» Problem 1
How would you sum up the page on ingestion volume control in two sentences?
» Problem 2
In the page on ingestion volume control, how would you put "All Ingestion Mechanisms are publicly documented and configurable." into Spanish?

» Extract provided
---
title: Ingestion volume control with APM Distributed Tracing
description: >-
  Learn how to control span ingestion volume with APM tracing mechanisms to
  manage costs while maintaining observability.
breadcrumbs: >-
  Docs > APM > Tracing Guides > Ingestion volume control with APM Distributed
  Tracing
---

# Ingestion volume control with APM Distributed Tracing

## Overview{% #overview %}

The [Ingestion control page](https://docs.datadoghq.com/tracing/trace_pipeline/ingestion_controls) provides granular visibility into the ingestion configuration for all services, in the agent and in the tracing libraries. All [Ingestion Mechanisms](https://docs.datadoghq.com/tracing/trace_pipeline/ingestion_mechanisms/) are publicly documented and configurable.

With the ingestion control page, you have full visibility and complete control of your span volume. Consequently, you are be able to:

- Ingest the data that is most relevant to your business and your observability goals.

» Recorded information
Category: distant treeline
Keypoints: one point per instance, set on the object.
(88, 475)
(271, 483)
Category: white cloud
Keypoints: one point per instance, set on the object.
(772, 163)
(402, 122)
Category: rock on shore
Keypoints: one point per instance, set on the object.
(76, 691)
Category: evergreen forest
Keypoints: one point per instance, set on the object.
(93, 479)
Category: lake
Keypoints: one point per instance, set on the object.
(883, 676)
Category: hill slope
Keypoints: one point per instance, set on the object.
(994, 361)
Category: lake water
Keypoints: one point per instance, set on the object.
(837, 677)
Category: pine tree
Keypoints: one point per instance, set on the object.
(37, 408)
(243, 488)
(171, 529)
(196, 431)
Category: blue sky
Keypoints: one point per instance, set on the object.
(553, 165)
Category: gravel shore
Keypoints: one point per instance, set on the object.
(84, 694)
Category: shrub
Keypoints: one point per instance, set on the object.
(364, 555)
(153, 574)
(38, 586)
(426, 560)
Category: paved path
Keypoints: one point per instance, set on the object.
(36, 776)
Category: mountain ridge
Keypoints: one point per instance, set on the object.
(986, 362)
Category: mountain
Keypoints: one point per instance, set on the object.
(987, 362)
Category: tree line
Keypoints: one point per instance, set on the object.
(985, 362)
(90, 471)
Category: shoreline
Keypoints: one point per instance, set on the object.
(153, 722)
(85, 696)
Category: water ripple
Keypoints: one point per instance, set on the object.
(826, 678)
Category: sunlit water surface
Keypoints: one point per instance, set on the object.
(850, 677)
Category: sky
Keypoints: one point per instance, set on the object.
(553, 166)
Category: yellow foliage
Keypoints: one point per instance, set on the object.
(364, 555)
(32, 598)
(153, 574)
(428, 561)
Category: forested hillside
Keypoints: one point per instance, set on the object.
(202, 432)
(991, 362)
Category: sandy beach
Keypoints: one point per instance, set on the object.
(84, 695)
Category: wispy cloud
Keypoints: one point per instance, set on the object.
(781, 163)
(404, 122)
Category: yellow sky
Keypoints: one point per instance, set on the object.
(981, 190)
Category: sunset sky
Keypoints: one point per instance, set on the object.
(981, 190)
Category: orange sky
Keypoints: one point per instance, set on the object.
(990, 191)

» Output 1
The Ingestion control page gives granular visibility into the ingestion configuration for all services, in the agent and in the tracing libraries, and every ingestion mechanism is publicly documented and configurable. This gives you full visibility and complete control of your span volume, so you can ingest the data most relevant to your business and your observability goals.

» Output 2
Todos los mecanismos de ingesta están documentados públicamente y son configurables.